[START OF Document passage]

Tuesday, June 20, 2006

500GHz Si-based Chip

A research team from IBM and the Georgia Institute of Technology has demonstrated the first silicon-germanium transistor able to operate at frequencies above 500 GHz. This is more than 100 times faster than the fastest PC chips sold today, and about 250 times faster than the typical mobile phone chip. That speed could be achieved when researchers cooled the transistor to minus 451 degrees Fahrenheit. However, the device still ran at 300GHz at room temperature.

Most improvements in chip speeds over the years have come from shrinking the size of transistors. Recently IBM initiated an approach to tweak the silicon at the atomic level. This allows designing transistors from the ground up with very specific applications in mind.

Until now, only integrated circuits fabricated from more costly III-V compound semiconductor materials have achieved such extreme levels of transistor performance. Achieving such extreme speeds in silicon-based technology – which can be manufactured using conventional low-cost techniques – could provide a pathway to high-volume applications.

IBM forecasts that the advances would show up in real products within a couple years, probably in chips to power super-fast wireless networks capable of moving a DVD-quality movie in as little as 5 seconds. Also, ultra-high-frequency silicon-germanium circuits may find potential applications in many communications systems, defense systems, space electronics platforms, and remote sensing systems.




Thursday, June 15, 2006

Millenium Prize to Nakamura

Prof. Shuji Nakamura (photo courtsey: Univ. California, Santa Barbara)

Finland's Millenium Prize Foundation said Thursday that its one-million-euro technology prize had been awarded to Shuji Nakamura, a professor at the University of California at Santa Barbara and inventor of the high-brightness gallium nitride light-emitting diode (LED) and a blue laser. In 1993, Prof. Nakamura stunned the optoelectronic community with the announcement of very-bright blue GaN-based light emitting diodes (LEDs). In rapid succession, he then announced a green GaN-based LED, a blue laser diode, and a white LED. All these developments were things that other researchers in the semiconductor field had spent decades trying to do.

LED lights consume much less energy than incandescent lamps and are well-suited to operation with solar power systems and therefore ideal for use in developing countries. A significant future application of Prof Nakamura's invention is the sterilisation of drinking water, for the use of ultraviolet LEDs makes the purification process cheaper and more efficient, improving the lives and health of millions. Further, data storage and transfer using light from blue lasers enables a 5-fold increase in the amount of data stored on compact or digital versatile discs.

Photo: Time Square lit by LED

Prof Nakamuri is to receive the Millenium Technology Prize at a ceremony to be held in Helsinki on 8 November. The biennial prize is awarded for an innovation judged to improve the quality of human life and well-being. In 2004, the first prize was awarded to Tim Berners-Lee, the inventor of the world wide web.

[END OF Document passage]
[START OF Available data]

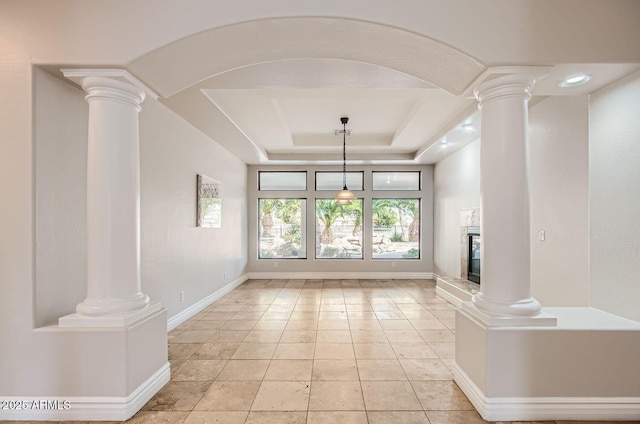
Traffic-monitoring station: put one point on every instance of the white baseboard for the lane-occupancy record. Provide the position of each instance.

[END OF Available data]

Exercise instructions
**1)** According to the technology news page, why are LED lights considered ideal for use in developing countries? Answer in one to three sentences.
**2)** On the technology news page, find the part that opens with the words "IBM forecasts that" and closes with "California, Santa Barbara)". Set it down word for word.

Set of answers
**1)** LED lights use much less energy than incandescent lamps. They are also well suited to running on solar power systems.

**2)**
IBM forecasts that the advances would show up in real products within a couple years, probably in chips to power super-fast wireless networks capable of moving a DVD-quality movie in as little as 5 seconds. Also, ultra-high-frequency silicon-germanium circuits may find potential applications in many communications systems, defense systems, space electronics platforms, and remote sensing systems.




Thursday, June 15, 2006

Millenium Prize to Nakamura

Prof. Shuji Nakamura (photo courtsey: Univ. California, Santa Barbara)